== Problem statement ==
Copy each line below that includes "painted".

== Task data ==
☆ ☆ ☆ ☆ ☆ ☆ ☆
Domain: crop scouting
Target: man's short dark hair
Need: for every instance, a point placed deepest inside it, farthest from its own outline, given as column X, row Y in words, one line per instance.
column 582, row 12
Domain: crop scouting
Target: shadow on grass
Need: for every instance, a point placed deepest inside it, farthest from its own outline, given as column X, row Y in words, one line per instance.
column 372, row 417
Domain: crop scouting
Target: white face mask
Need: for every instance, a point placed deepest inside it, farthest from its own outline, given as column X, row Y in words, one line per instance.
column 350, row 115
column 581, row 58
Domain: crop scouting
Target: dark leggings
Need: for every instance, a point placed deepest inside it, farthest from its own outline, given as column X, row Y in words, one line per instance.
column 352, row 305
☆ ☆ ☆ ☆ ☆ ☆ ☆
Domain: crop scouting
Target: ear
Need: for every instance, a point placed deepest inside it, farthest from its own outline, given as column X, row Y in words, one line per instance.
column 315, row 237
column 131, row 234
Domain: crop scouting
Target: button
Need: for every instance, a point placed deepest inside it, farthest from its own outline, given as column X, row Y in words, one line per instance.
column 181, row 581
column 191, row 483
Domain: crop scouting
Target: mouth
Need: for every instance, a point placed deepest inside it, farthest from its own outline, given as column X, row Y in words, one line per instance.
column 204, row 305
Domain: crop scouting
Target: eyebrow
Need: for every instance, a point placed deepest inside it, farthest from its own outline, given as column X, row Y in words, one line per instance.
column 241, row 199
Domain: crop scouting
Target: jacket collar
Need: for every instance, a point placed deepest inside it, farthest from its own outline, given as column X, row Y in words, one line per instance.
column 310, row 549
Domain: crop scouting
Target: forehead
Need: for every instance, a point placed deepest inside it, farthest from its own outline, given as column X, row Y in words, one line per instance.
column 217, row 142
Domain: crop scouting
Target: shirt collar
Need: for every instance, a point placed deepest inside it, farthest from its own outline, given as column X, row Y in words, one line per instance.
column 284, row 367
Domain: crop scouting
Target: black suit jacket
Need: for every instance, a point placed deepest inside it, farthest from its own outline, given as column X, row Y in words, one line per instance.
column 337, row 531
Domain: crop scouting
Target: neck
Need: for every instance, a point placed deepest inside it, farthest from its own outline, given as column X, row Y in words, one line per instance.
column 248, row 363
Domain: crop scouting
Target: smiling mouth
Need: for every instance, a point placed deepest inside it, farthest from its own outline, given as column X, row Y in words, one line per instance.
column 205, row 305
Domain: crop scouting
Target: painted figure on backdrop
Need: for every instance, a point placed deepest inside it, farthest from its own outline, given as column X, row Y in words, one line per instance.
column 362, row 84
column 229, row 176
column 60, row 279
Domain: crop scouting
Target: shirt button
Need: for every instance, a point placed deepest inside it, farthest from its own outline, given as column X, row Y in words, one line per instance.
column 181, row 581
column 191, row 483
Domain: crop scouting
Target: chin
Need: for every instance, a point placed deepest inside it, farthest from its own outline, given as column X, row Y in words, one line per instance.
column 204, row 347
☆ ☆ ☆ ☆ ☆ ☆ ☆
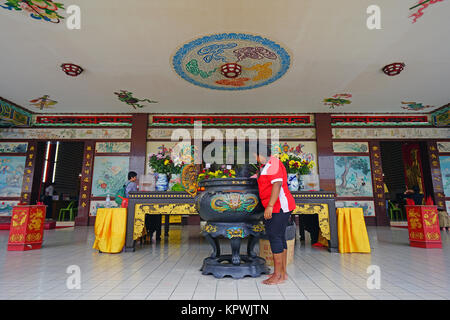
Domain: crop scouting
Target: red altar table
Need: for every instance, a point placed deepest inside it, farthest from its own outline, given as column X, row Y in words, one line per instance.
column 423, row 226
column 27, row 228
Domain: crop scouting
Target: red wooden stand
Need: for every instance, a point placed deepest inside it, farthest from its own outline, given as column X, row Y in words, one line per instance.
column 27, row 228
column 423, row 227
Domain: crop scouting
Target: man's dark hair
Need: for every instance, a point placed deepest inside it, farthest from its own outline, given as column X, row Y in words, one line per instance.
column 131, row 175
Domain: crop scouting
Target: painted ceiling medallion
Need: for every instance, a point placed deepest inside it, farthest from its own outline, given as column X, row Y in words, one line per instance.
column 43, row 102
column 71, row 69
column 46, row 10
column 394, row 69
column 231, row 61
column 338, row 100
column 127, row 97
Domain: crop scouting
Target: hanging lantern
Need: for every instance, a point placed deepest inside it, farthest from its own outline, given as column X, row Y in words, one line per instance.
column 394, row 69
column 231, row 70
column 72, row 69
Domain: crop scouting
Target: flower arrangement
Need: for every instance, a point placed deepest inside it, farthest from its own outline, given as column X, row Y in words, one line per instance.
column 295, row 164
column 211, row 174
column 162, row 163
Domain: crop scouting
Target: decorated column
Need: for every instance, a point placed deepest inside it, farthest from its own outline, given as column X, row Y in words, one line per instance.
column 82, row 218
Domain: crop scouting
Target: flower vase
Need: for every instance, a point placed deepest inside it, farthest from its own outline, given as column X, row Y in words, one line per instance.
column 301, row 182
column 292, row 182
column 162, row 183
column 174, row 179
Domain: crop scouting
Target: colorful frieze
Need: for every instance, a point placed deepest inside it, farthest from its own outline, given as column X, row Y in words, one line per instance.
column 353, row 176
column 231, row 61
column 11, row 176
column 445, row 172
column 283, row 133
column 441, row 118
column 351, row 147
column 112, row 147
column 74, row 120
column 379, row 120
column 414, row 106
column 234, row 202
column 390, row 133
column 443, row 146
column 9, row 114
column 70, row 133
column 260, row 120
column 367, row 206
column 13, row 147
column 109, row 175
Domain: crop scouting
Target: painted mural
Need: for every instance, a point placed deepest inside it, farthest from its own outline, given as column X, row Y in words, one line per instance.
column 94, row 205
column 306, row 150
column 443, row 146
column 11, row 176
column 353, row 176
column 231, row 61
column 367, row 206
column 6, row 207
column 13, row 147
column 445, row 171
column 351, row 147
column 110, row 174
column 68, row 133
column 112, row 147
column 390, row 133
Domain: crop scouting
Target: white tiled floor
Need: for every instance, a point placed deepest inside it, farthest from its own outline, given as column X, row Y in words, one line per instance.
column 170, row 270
☆ ☆ ☆ ☆ ☆ ☆ ☆
== Solution to the exercise ==
Target: painted figure on backdrop
Target: painted ceiling medallion
Target: painted mural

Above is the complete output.